- [Passage provided]

>> start

Agreed, I think it should be an option.  Also remember that management
tools can pass a pipe as stderr when starting QEMU, and then they can
add their preferred timestamping/log formatting outside of QEMU.

Stefan
Markus Armbruster - Feb. 4, 2013, 10:29 a.m.
Stefan Hajnoczi <stefanha@gmail.com> writes:

> On Sat, Feb 02, 2013 at 08:31:45AM +0100, Markus Armbruster wrote:
>> Seiji Aguchi <seiji.aguchi@hds.com> writes:
>> 
>> > [Issue]
>> > When we offer a customer support service and a problem happens 
>> > in a customer's system, we try to understand the problem by 
>> > comparing what the customer reports with message logs of the 
>> > customer's system.
>> >
>> > In this case, we often need to know when the problem happens.
>> >
>> > But, currently, there is no timestamp in qemu's error messages.
>> > Therefore, we may not be able to understand the problem based on
>> > error messages.
>> >
>> > [Solution]
>> > This patch adds a timestamp to qemu's error message logged by
>> > error_report().
>> >
>> > A logic calculating a time is copied from libvirt, src/util/virtime.c.
>> 
>> Do we really want to add timestamps to error messages unconditionally?
>> I don't doubt it's useful in your scenario, but most of the time it's
>> just annoying clutter.
>
> Agreed, I think it should be an option.  Also remember that management
> tools can pass a pipe as stderr when starting QEMU, and then they can
> add their preferred timestamping/log formatting outside of QEMU.

>> end

Extracted records:
>> start

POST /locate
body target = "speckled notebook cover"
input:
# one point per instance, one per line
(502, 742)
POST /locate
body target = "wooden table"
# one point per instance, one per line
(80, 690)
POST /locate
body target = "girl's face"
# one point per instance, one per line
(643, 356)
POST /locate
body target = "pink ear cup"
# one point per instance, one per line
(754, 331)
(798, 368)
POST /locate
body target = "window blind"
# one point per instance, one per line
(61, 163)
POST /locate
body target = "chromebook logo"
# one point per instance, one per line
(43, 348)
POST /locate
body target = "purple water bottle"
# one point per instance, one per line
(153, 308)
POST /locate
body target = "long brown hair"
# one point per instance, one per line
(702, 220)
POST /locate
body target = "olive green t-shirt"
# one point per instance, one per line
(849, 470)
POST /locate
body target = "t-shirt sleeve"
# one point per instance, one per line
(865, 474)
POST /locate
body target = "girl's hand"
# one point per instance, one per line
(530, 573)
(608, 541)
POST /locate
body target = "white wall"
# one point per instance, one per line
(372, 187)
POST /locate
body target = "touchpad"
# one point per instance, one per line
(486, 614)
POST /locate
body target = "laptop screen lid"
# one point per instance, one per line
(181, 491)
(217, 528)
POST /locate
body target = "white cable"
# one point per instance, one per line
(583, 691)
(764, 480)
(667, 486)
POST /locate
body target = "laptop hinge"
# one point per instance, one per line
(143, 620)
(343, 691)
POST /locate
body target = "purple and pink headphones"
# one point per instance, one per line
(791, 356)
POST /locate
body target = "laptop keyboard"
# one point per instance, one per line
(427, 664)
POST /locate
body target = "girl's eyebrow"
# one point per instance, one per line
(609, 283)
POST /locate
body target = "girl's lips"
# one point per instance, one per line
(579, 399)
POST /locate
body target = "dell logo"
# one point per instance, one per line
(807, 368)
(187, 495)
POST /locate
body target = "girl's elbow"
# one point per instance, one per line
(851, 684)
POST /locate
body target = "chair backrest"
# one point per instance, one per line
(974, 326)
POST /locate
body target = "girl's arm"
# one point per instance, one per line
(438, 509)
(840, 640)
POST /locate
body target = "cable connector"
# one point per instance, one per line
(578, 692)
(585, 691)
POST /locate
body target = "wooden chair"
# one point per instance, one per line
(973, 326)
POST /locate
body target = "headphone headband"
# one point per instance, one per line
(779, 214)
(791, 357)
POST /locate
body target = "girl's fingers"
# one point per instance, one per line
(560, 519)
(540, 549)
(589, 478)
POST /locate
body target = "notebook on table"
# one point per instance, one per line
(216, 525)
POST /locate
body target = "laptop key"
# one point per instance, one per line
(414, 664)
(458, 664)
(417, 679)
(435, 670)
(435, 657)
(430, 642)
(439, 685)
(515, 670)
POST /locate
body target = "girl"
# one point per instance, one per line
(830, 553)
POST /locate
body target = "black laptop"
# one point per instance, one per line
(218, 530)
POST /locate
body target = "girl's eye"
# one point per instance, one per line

>> end

- [Instructions]
(a) Quote the passage on QEMU error-message timestamps from "Stefan Hajnoczi <stefanha@gmail.com>" up to and including "the problem happens.".
(b) Answer these questions using the passage on QEMU error-message timestamps:
(i) Which function logs the error messages that the patch adds a timestamp to?
(ii) From which project and file is the time-calculating logic copied?
(iii) What can management tools pass as stderr when starting QEMU?
(c) Carry on the passage on QEMU error-message timestamps from its final line.
The records play no part in this work.

- [Exercise responses]
(a)
Stefan Hajnoczi <stefanha@gmail.com> writes:

> On Sat, Feb 02, 2013 at 08:31:45AM +0100, Markus Armbruster wrote:
>> Seiji Aguchi <seiji.aguchi@hds.com> writes:
>> 
>> > [Issue]
>> > When we offer a customer support service and a problem happens 
>> > in a customer's system, we try to understand the problem by 
>> > comparing what the customer reports with message logs of the 
>> > customer's system.
>> >
>> > In this case, we often need to know when the problem happens.

(b)
(i) error_report()
(ii) libvirt, src/util/virtime.c
(iii) A pipe

(c)
That's actually how I'd solve the problem.
Seiji Aguchi - Feb. 4, 2013, 3:58 p.m.
> > Do we really want to add timestamps to error messages unconditionally?
> > I don't doubt it's useful in your scenario, but most of the time it's
> > just annoying clutter.
> 
> Agreed, I think it should be an option.  

OK. I will add the timestamp as an option.

> Also remember that management tools can pass a pipe as stderr when starting QEMU, and
> then they can add their preferred timestamping/log formatting outside of QEMU.

To get an exact timestamp, qemu should supply it to the messages.
Also, there are some customers who use qemu in a small environment.
In that case, they don't use the management like vdsm.

Seiji
Seiji Aguchi - Feb. 4, 2013, 4:09 p.m.
> > [TODO]
> > Other functions below are used to output error messages in qemu.
> >  - qerror_report() is called in many source codes.
> 
> Not a problem, it ends up in qerror_print(), which calls error_report().

Thanks.

> 
> >  - fprintf() is called in vl.c.
> 
> All over the place, not just vl.c.  Also monitor_printf().

I will take a look at the code in monitor_printf() and fprintf() in other places.

> > On the other hand, qerror_report() and fprintf () seems to be called
> > in signal handers.
> 
> fprintf() in a signal handler?  Where?

Sorry, I misunderstood the code.
In signal handers, qemu just set a value like shutdown_signal and shutdown_pid or so.

Seiji
Stefan Hajnoczi - Feb. 5, 2013, 12:40 p.m.
On Mon, Feb 04, 2013 at 03:58:29PM +0000, Seiji Aguchi wrote:
> > Also remember that management tools can pass a pipe as stderr when starting QEMU, and
> > then they can add their preferred timestamping/log formatting outside of QEMU.
> 
> To get an exact timestamp, qemu should supply it to the messages.
> Also, there are some customers who use qemu in a small environment.
> In that case, they don't use the management like vdsm.

Fair enough, I think an option doesn't hurt anyone.

Stefan
Laszlo Ersek - April 4, 2013, 2:54 p.m.
On 02/01/13 15:53, Seiji Aguchi wrote:

>  /*
>   * Print an error message to current monitor if we have one, else to stderr.
>   * Format arguments like sprintf().  The result should not contain
> @@ -207,6 +296,7 @@ void error_report(const char *fmt, ...)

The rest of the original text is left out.